• Provided passage:

***

But beginning in the second half of the twentieth century, activists lost their way. Instead of striving to strengthen this relationship by improving the lives of animals in our care, an extremist movement began attempting to terminate that connection entirely. Today, we call it the animal "rights" movement.

Animal-rights activists believe that animals should be completely separate from humankind. Their goal is to guarantee that the human race has absolutely no access to animals, no matter how important they may be for our survival and progress.

Ingrid Newkirk, co-founder and president of People for the Ethical Treatment of Animals (PETA), summed up the goal of today's modern animal rights movement in a recent speech. "Our goal," Newkirk told the Animal Rights 2002 convention, "is total animal liberation."

For the uninitiated, "total animal liberation" means permanently eliminating much of what we take for granted-regardless of how responsibly farmers, scientists, or trainers treat their animals. It may be hard to imagine a world without meat, eggs, leather, milk, or circuses; but there's no denying that animal-rights activists are gradually shifting these ordinary things to society's margins.

***

• Given records:
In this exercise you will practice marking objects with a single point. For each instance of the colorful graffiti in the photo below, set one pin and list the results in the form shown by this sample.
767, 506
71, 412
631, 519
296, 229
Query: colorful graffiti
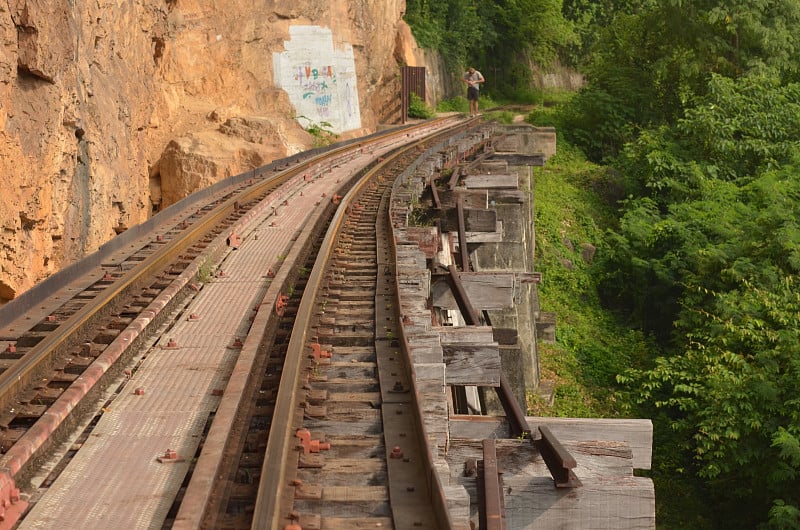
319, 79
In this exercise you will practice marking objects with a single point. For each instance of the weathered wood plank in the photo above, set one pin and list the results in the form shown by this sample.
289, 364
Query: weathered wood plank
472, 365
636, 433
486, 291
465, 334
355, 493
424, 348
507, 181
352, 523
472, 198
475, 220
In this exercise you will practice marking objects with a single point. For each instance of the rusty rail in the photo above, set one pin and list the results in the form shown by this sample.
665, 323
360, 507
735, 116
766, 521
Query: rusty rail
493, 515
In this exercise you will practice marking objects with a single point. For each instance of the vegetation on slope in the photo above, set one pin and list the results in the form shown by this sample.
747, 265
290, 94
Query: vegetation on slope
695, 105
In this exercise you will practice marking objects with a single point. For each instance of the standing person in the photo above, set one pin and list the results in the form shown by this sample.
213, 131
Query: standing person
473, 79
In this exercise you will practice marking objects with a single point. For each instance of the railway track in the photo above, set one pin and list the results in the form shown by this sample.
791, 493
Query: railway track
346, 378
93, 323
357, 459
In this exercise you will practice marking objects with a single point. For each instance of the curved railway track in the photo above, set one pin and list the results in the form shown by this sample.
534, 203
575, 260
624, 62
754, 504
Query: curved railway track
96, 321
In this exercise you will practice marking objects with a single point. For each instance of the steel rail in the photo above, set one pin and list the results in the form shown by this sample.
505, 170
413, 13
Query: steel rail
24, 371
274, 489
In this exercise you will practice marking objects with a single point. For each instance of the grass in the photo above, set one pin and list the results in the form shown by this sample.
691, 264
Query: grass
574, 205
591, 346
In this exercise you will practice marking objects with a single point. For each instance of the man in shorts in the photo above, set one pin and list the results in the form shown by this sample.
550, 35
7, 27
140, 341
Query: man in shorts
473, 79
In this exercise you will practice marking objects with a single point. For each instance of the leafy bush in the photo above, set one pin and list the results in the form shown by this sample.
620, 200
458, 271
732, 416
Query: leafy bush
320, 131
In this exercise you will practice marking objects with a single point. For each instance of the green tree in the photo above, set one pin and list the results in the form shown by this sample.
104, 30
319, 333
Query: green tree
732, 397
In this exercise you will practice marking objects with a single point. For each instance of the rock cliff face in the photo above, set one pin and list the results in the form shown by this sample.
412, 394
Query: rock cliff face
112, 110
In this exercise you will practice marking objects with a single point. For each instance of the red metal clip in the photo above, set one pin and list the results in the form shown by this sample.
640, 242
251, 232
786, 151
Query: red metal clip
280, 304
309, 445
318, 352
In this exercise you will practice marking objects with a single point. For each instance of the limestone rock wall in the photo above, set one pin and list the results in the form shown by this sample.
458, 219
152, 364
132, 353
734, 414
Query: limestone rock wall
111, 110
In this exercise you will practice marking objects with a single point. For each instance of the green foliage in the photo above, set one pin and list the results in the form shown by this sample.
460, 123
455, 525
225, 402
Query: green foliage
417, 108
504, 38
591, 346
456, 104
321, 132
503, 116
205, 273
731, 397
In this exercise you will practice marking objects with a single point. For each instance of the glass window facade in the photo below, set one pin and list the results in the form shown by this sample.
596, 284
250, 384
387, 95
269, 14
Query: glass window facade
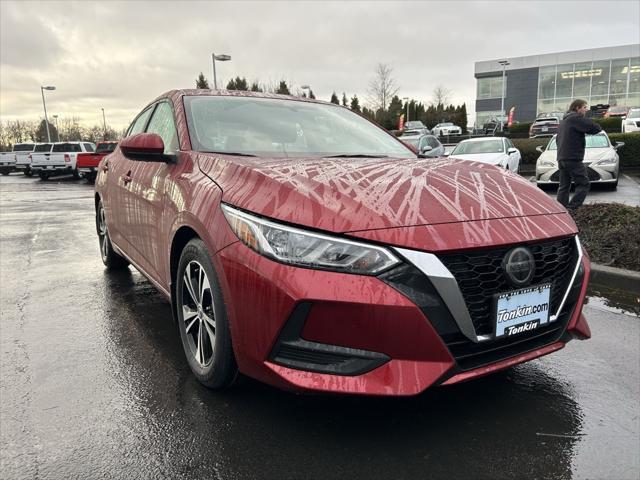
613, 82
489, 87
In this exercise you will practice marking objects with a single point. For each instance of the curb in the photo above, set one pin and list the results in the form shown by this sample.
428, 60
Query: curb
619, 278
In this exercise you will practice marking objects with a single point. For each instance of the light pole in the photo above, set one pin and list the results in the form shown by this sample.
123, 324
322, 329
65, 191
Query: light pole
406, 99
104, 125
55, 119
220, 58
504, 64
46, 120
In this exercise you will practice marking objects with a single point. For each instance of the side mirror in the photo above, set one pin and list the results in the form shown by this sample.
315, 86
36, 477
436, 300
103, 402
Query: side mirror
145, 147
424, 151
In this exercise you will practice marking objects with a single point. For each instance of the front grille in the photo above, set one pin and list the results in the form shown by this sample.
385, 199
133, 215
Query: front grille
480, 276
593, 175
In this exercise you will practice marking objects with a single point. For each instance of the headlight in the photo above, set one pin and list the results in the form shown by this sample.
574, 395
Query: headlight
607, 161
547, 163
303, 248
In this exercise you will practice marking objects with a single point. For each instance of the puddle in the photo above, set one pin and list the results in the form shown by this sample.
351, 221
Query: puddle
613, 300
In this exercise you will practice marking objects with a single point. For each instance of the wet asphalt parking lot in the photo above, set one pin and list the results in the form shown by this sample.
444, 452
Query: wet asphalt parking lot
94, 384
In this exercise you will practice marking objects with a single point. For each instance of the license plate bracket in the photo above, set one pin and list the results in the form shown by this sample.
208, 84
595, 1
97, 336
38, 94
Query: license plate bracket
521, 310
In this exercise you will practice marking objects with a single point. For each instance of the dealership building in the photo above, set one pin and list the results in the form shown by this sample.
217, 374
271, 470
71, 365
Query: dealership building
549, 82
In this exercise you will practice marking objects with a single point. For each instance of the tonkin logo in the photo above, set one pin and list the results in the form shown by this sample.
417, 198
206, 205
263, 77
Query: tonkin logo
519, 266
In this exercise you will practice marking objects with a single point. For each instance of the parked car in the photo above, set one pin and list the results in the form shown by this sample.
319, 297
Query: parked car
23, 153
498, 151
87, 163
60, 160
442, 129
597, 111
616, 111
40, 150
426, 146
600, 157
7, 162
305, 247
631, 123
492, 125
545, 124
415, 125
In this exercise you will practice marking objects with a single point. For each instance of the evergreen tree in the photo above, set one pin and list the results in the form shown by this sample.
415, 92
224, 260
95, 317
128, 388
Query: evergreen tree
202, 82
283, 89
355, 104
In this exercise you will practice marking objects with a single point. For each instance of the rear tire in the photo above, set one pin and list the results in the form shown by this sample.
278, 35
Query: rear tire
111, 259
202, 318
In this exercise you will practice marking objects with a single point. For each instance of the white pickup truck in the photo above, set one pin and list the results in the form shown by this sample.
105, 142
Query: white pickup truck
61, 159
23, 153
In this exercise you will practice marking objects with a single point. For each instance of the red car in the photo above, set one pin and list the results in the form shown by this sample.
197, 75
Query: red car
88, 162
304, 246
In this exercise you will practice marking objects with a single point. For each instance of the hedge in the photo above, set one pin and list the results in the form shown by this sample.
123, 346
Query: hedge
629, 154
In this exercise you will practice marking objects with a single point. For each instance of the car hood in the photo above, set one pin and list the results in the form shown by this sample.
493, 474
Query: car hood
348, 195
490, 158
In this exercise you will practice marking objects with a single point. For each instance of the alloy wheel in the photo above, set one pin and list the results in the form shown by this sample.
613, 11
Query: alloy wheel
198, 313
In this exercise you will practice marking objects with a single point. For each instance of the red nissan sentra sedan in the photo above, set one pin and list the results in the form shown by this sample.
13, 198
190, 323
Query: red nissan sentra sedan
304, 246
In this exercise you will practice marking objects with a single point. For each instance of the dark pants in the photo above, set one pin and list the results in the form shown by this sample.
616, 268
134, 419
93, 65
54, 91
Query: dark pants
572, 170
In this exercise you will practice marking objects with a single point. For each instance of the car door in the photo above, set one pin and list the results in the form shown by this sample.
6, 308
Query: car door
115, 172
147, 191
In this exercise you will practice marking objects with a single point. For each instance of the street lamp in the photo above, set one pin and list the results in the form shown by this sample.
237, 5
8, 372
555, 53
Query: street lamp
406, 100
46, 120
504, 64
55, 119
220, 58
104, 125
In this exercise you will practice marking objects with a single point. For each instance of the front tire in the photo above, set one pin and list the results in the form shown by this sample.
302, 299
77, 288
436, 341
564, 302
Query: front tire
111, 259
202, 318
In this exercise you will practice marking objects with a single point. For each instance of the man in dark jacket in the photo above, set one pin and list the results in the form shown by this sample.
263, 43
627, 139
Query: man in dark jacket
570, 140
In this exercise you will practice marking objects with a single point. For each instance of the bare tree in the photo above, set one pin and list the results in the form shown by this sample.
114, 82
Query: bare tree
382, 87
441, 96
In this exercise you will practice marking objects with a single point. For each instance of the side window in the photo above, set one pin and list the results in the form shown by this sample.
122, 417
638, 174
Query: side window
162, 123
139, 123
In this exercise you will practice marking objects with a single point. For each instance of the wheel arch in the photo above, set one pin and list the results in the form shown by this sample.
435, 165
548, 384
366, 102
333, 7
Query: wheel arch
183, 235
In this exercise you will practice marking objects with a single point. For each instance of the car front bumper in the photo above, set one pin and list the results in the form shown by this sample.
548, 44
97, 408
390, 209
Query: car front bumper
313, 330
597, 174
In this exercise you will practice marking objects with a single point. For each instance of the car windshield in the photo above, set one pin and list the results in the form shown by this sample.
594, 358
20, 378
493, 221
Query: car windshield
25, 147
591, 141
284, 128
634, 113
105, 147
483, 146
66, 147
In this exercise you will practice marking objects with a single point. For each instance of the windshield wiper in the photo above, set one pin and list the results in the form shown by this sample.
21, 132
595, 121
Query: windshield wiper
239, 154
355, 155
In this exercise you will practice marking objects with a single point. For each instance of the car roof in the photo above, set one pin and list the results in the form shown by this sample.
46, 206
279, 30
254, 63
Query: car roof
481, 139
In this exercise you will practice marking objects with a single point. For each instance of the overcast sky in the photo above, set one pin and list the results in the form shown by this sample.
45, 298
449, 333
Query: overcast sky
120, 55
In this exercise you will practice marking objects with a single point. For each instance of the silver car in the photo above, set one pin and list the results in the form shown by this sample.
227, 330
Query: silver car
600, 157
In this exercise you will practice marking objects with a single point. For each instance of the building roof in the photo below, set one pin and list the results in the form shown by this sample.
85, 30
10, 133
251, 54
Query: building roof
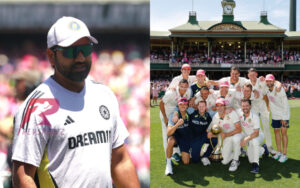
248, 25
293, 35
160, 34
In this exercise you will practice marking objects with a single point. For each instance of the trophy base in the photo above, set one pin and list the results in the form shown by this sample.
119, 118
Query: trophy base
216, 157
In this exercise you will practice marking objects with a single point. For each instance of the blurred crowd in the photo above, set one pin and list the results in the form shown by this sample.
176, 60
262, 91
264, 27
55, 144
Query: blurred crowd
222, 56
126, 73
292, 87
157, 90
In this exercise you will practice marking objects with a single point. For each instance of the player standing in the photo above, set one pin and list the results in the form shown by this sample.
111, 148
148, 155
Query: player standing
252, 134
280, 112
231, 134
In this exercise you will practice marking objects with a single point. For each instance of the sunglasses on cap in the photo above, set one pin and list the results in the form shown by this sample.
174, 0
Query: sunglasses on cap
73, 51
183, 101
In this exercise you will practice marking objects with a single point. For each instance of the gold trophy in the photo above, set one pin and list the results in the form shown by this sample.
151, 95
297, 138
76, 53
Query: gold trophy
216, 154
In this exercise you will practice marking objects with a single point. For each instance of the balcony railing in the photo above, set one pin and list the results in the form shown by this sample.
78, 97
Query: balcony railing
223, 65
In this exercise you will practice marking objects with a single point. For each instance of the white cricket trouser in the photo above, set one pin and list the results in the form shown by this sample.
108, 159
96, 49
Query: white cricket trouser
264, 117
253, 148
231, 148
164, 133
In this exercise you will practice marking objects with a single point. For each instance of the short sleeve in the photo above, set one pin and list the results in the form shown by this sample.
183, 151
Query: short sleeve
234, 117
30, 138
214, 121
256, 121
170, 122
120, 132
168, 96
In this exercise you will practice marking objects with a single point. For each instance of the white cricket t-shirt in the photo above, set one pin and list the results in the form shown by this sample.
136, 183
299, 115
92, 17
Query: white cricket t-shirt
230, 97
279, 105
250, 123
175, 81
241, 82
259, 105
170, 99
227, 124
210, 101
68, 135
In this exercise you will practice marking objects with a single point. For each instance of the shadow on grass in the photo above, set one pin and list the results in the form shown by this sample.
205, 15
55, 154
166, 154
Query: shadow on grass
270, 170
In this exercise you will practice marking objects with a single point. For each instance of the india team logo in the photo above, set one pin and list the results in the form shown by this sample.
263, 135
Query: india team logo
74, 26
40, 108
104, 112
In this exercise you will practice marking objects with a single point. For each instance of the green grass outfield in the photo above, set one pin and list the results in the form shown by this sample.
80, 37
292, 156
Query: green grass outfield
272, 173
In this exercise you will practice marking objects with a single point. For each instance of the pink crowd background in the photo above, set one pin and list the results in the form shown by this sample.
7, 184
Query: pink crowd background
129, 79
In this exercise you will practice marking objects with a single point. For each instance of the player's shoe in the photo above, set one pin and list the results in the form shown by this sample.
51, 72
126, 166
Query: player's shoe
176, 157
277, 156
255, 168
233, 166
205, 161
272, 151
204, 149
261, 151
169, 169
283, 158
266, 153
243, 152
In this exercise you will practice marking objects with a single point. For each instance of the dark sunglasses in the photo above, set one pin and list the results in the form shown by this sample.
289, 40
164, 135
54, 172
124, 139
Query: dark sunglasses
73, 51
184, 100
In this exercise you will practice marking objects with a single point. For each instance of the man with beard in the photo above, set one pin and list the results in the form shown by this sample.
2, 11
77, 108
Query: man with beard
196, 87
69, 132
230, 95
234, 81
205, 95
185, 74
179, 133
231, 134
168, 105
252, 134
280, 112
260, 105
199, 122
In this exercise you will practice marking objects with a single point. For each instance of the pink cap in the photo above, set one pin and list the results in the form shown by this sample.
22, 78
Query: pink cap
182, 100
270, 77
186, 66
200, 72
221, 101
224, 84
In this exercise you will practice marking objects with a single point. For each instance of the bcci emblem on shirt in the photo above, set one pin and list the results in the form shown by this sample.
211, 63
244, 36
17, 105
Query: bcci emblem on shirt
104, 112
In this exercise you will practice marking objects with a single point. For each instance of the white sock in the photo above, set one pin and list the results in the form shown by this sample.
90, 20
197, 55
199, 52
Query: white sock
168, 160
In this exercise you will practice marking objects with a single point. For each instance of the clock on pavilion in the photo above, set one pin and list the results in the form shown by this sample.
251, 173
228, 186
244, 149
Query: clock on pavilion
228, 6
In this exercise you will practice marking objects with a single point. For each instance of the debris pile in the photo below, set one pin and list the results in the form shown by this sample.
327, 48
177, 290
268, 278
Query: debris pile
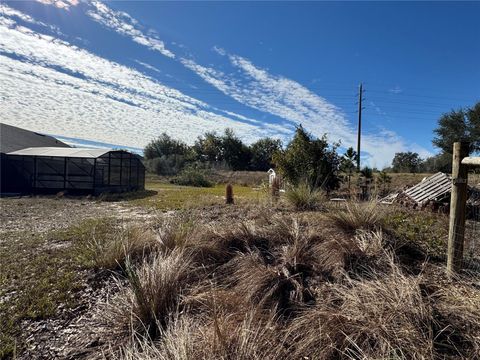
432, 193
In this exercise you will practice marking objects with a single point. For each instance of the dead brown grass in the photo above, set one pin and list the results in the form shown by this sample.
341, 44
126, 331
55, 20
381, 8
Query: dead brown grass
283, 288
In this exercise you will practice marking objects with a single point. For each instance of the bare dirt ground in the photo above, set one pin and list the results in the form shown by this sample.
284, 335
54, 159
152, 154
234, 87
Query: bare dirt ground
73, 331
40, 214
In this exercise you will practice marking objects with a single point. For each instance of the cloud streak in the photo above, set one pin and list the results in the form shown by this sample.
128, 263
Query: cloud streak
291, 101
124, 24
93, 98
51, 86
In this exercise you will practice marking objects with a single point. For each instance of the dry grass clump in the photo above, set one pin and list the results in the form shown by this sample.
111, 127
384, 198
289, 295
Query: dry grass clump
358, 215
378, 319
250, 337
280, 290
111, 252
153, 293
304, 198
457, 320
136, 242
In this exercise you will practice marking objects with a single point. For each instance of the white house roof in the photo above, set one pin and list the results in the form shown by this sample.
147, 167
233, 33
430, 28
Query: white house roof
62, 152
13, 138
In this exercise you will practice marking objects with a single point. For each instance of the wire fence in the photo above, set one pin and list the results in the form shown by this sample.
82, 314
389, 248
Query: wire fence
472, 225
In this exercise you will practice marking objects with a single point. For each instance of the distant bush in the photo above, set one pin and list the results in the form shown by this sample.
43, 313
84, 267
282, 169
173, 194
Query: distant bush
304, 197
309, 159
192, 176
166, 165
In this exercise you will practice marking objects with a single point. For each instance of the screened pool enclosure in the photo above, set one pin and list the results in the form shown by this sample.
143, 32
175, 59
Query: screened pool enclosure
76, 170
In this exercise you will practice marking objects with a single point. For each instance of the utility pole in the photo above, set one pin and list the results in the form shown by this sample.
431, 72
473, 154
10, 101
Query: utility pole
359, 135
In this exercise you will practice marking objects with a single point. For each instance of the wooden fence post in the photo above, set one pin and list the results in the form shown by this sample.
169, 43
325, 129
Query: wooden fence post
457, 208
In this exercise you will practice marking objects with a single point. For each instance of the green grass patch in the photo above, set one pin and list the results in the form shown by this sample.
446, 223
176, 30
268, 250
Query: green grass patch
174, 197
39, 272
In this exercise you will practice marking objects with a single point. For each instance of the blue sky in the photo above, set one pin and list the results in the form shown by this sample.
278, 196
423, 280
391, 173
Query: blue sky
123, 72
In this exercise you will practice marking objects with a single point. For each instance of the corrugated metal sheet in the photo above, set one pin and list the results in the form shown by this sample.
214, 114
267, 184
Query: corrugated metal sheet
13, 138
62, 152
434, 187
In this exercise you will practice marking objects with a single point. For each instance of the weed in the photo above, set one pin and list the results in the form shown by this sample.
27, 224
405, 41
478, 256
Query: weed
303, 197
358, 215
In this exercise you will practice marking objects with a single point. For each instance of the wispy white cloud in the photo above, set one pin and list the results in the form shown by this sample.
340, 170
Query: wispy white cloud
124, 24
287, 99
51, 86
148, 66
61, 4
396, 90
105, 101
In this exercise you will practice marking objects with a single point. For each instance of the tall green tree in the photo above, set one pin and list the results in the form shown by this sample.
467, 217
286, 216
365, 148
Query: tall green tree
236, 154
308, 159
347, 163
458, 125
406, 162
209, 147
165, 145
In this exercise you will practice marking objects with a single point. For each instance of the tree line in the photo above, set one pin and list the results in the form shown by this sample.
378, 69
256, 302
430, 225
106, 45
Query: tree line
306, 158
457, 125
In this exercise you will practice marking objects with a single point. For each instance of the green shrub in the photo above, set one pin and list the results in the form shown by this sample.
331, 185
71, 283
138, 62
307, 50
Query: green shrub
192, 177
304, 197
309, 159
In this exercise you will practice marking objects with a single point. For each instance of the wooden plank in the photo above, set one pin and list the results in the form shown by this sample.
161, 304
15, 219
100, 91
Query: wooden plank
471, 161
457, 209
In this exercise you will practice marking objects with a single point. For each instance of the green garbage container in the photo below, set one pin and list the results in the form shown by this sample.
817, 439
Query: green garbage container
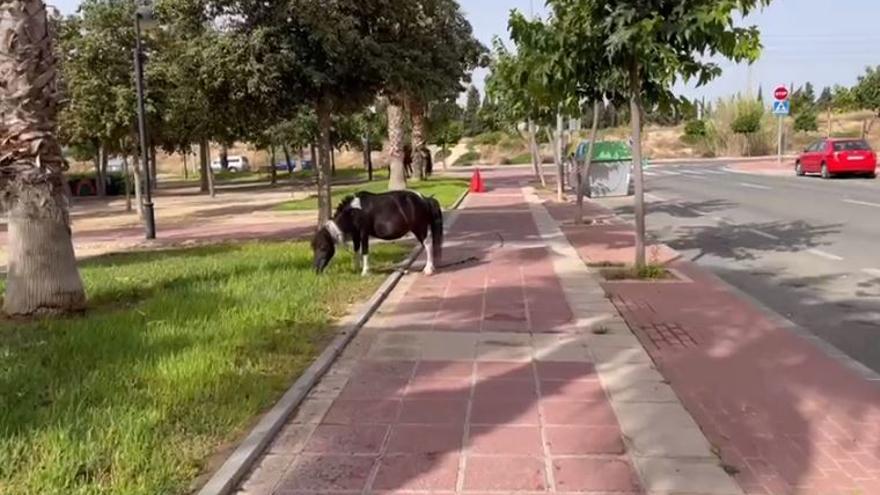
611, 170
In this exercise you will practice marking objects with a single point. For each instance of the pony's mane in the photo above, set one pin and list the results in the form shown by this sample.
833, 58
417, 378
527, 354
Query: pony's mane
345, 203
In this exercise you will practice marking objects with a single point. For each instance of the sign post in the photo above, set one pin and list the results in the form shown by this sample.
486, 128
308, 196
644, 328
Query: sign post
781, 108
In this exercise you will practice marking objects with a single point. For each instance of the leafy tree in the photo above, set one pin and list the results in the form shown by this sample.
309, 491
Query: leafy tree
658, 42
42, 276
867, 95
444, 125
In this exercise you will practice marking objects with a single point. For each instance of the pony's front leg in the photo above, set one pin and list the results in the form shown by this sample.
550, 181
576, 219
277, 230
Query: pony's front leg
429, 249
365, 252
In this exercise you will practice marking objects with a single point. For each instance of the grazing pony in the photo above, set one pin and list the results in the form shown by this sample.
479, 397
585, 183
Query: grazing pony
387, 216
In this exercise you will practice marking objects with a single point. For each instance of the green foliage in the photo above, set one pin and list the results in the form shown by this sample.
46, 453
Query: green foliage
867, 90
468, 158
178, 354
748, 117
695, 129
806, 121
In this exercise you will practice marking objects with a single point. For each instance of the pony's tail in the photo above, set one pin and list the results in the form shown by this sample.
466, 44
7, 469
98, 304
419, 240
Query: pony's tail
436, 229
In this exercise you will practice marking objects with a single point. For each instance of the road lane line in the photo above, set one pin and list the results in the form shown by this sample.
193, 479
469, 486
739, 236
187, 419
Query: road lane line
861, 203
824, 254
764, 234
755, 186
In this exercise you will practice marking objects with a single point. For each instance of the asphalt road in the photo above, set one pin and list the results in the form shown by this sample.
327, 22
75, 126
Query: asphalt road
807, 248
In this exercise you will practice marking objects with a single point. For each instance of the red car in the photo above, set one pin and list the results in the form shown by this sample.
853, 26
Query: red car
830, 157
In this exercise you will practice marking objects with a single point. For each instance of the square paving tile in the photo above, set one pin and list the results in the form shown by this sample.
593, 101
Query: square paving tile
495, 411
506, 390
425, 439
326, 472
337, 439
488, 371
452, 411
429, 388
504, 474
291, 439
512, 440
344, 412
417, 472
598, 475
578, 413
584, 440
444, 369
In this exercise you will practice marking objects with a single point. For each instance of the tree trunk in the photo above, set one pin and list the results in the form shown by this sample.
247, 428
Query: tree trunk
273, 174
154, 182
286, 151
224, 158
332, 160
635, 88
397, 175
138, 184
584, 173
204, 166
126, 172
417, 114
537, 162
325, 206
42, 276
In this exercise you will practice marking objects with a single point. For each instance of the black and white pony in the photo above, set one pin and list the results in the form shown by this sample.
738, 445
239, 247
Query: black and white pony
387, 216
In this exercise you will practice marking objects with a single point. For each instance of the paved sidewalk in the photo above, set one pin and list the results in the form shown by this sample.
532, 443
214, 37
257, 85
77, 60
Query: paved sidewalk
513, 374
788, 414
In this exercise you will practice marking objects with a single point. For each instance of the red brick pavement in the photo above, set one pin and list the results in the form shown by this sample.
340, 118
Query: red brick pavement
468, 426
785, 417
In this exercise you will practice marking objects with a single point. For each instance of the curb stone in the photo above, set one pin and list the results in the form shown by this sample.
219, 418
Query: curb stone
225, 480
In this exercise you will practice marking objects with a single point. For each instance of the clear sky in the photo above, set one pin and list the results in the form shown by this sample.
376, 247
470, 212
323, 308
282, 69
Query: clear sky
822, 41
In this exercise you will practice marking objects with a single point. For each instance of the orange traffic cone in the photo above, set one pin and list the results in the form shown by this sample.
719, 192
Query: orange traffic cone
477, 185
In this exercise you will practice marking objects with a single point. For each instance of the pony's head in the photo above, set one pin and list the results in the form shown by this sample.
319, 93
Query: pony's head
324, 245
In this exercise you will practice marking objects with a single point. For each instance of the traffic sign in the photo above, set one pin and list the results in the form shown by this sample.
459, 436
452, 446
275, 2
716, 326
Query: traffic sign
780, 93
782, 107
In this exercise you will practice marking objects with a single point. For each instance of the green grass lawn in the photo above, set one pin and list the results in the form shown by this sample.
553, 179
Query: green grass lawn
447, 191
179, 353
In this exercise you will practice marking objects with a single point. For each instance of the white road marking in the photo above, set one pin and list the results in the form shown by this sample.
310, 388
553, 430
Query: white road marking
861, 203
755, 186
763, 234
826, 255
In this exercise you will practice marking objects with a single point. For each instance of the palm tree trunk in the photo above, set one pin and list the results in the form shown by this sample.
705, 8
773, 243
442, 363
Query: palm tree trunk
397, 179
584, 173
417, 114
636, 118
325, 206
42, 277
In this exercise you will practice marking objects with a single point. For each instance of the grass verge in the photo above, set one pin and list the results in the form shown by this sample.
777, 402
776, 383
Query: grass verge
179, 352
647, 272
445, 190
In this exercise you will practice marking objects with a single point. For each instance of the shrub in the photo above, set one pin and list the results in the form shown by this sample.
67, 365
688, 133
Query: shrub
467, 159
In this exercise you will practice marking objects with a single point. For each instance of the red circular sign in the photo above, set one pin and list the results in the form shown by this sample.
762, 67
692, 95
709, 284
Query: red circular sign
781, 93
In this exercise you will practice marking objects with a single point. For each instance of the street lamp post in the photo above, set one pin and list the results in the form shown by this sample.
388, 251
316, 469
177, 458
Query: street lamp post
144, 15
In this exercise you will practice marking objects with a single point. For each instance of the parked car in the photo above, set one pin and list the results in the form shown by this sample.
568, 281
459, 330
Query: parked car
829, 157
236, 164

***

• What to produce:
Extend the passage on the animal rights movement, picking up right after its last sentence about ordinary things being shifted to society's margins.

• Task answer:
How? By consciously, shamelessly, viciously attacking people and businesses that don't subscribe to their "four legs good, two legs bad" world-view. Since the animal rights movement began gathering strength, over $100 million in property damage has been cause by animal-rights activists. A medical research executive was beaten with baseball bats. Countless death threats have been issued. Scientists have been sent razor blades in the mail. Trucks and buildings have been firebombed. Boats have been sunk.

"People have died, and are going to die," said former Animal Liberation Front "spokesperson" and SHAC organizer Kevin Kjonaas at the "Animal Rights 2002" convention. "This isn't a joke. It's not a game."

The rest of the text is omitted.